:: SUPPLIED TEXT ::
At the time, Beth was viewed as a venomous monster who believed in maintaining a visage of calm and serenity, rather than giving in to her emotional pain. Even today, she’s cited as world’s worst mother, if only for her failure to remove the crusts from her baby boy’s cucumber sandwiches. But she’s no witch. Nor is she even remotely in error. Instead, she’s that line in the sand that declared blood need not be thicker than water. Just as often, it’s a cruel moat denying us our true feelings in matters of life and love. She’s the call in the darkness that believes we can hate our parents, grow weary of our siblings, and even dispatch our children into the bin of nevermore.

Any family, as an accident of birth, is a glorious crapshoot, and what musty text or antiquated law requires our obedience? Beth checked out the moment her favorite son died, much in the same way we might quietly breathe out at the long overdue funeral of that flesh-covered Gordian knot who never tired of turning each and every gathering into a personal showcase of pain. While heavy-handed Bob is busy substituting broken plates for symbols of Beth’s cool detachment, she’s standing tall in defense of authenticity. After her husband Calvin squeaks, “Can’t you see anything except in terms of how it affects you?”, she releases her withering retort: “No! Neither can you! Neither does anybody else! Only, maybe I’m more honest about it.” She’s right, of course, but that’s only the beginning.

“Don’t try and change me,” she says again and again, both in word and deed, and it’s less a defense of the status quo than a refusal to become the sort of New Age zombie so righteously crucified by Philip Kaufman’s Invasion of the Body Snatchers. Far from unfeeling, she is instead a selective sort, befriending some, alienating others, and always insisting on her own methods of disposal. The Jarrett men believe in an open-ended heart, where all are welcome by virtue of their shared humanity.

They were Clintonian before there ever was such a thing. Beth, Dick Nixon down to her crisply folded slacks, believes in a zone of privacy that vanished with the rotary dial, and is unfairly punished for it. Must I cry at funerals? Must I wallow in grief, and wail to the heavens for forgiveness? And must I do so on my front lawn, inviting the glares and judgments of others? Damn a world, she snaps, that takes away hope and promise and leaves stuttering weakness in its wake. She’s the final curtain before we abdicated responsibility altogether and went to so-called professionals for answers. She’s the rugged individualist before the collectivist tide. The eyes on the prize before cheap surrender. The upturned face against a bitter wind before self-help tomes, group therapy, and confessional talk shows swallowed us alive in the quicksand of cultural rot.
:::
REQUIRED ACTIONS:
a) In the passage about Beth, which Philip Kaufman film is mentioned?
b) Duplicate everything in the passage about Beth from "They were Clintonian" down to "of cultural rot.".
c) In the passage about Beth, list the things that the call in the darkness believes we can do to our family members.
Rely only on the passage about Beth, with no outside knowledge.
:: RECORDS SHOWN ::
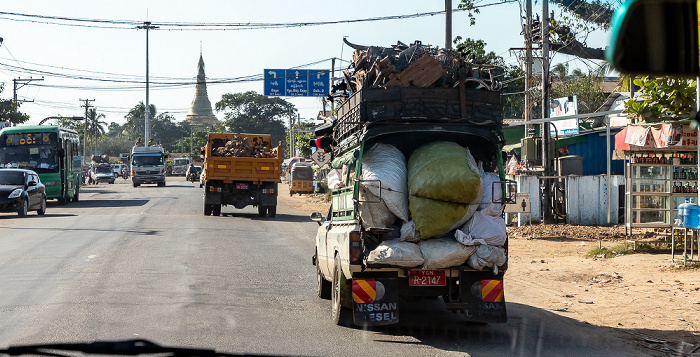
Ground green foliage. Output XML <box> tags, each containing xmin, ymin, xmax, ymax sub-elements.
<box><xmin>551</xmin><ymin>69</ymin><xmax>608</xmax><ymax>114</ymax></box>
<box><xmin>586</xmin><ymin>243</ymin><xmax>634</xmax><ymax>258</ymax></box>
<box><xmin>215</xmin><ymin>91</ymin><xmax>290</xmax><ymax>152</ymax></box>
<box><xmin>625</xmin><ymin>76</ymin><xmax>696</xmax><ymax>123</ymax></box>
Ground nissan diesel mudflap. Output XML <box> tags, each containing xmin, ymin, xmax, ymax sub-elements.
<box><xmin>352</xmin><ymin>272</ymin><xmax>399</xmax><ymax>326</ymax></box>
<box><xmin>443</xmin><ymin>270</ymin><xmax>508</xmax><ymax>323</ymax></box>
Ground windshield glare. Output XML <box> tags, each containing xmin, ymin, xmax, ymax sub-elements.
<box><xmin>0</xmin><ymin>146</ymin><xmax>58</xmax><ymax>173</ymax></box>
<box><xmin>0</xmin><ymin>172</ymin><xmax>24</xmax><ymax>186</ymax></box>
<box><xmin>134</xmin><ymin>155</ymin><xmax>163</xmax><ymax>166</ymax></box>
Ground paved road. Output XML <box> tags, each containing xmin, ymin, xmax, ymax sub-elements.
<box><xmin>0</xmin><ymin>178</ymin><xmax>647</xmax><ymax>356</ymax></box>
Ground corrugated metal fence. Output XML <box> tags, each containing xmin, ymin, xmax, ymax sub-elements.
<box><xmin>506</xmin><ymin>175</ymin><xmax>625</xmax><ymax>226</ymax></box>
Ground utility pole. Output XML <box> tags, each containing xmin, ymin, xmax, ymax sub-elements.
<box><xmin>540</xmin><ymin>0</ymin><xmax>553</xmax><ymax>223</ymax></box>
<box><xmin>445</xmin><ymin>0</ymin><xmax>452</xmax><ymax>50</ymax></box>
<box><xmin>523</xmin><ymin>0</ymin><xmax>534</xmax><ymax>137</ymax></box>
<box><xmin>12</xmin><ymin>77</ymin><xmax>44</xmax><ymax>126</ymax></box>
<box><xmin>287</xmin><ymin>107</ymin><xmax>294</xmax><ymax>158</ymax></box>
<box><xmin>80</xmin><ymin>99</ymin><xmax>95</xmax><ymax>163</ymax></box>
<box><xmin>136</xmin><ymin>21</ymin><xmax>158</xmax><ymax>145</ymax></box>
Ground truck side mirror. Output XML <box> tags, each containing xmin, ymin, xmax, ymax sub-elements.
<box><xmin>311</xmin><ymin>212</ymin><xmax>323</xmax><ymax>226</ymax></box>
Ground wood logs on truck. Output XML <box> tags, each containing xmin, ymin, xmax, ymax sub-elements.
<box><xmin>211</xmin><ymin>135</ymin><xmax>279</xmax><ymax>158</ymax></box>
<box><xmin>329</xmin><ymin>39</ymin><xmax>503</xmax><ymax>100</ymax></box>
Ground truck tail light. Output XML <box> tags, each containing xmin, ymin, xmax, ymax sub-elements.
<box><xmin>350</xmin><ymin>231</ymin><xmax>362</xmax><ymax>264</ymax></box>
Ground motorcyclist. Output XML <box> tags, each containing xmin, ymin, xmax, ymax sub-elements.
<box><xmin>187</xmin><ymin>164</ymin><xmax>197</xmax><ymax>182</ymax></box>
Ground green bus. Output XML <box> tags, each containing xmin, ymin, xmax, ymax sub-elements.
<box><xmin>0</xmin><ymin>125</ymin><xmax>82</xmax><ymax>204</ymax></box>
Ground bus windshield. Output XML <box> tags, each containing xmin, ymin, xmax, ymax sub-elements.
<box><xmin>134</xmin><ymin>155</ymin><xmax>163</xmax><ymax>166</ymax></box>
<box><xmin>0</xmin><ymin>145</ymin><xmax>58</xmax><ymax>173</ymax></box>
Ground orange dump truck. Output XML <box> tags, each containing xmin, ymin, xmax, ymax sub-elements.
<box><xmin>202</xmin><ymin>133</ymin><xmax>282</xmax><ymax>217</ymax></box>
:::
SOLUTIONS BELOW:
a) Invasion of the Body Snatchers

b)
They were Clintonian before there ever was such a thing. Beth, Dick Nixon down to her crisply folded slacks, believes in a zone of privacy that vanished with the rotary dial, and is unfairly punished for it. Must I cry at funerals? Must I wallow in grief, and wail to the heavens for forgiveness? And must I do so on my front lawn, inviting the glares and judgments of others? Damn a world, she snaps, that takes away hope and promise and leaves stuttering weakness in its wake. She’s the final curtain before we abdicated responsibility altogether and went to so-called professionals for answers. She’s the rugged individualist before the collectivist tide. The eyes on the prize before cheap surrender. The upturned face against a bitter wind before self-help tomes, group therapy, and confessional talk shows swallowed us alive in the quicksand of cultural rot.

c)
- Hate our parents
- Grow weary of our siblings
- Dispatch our children into the bin of nevermore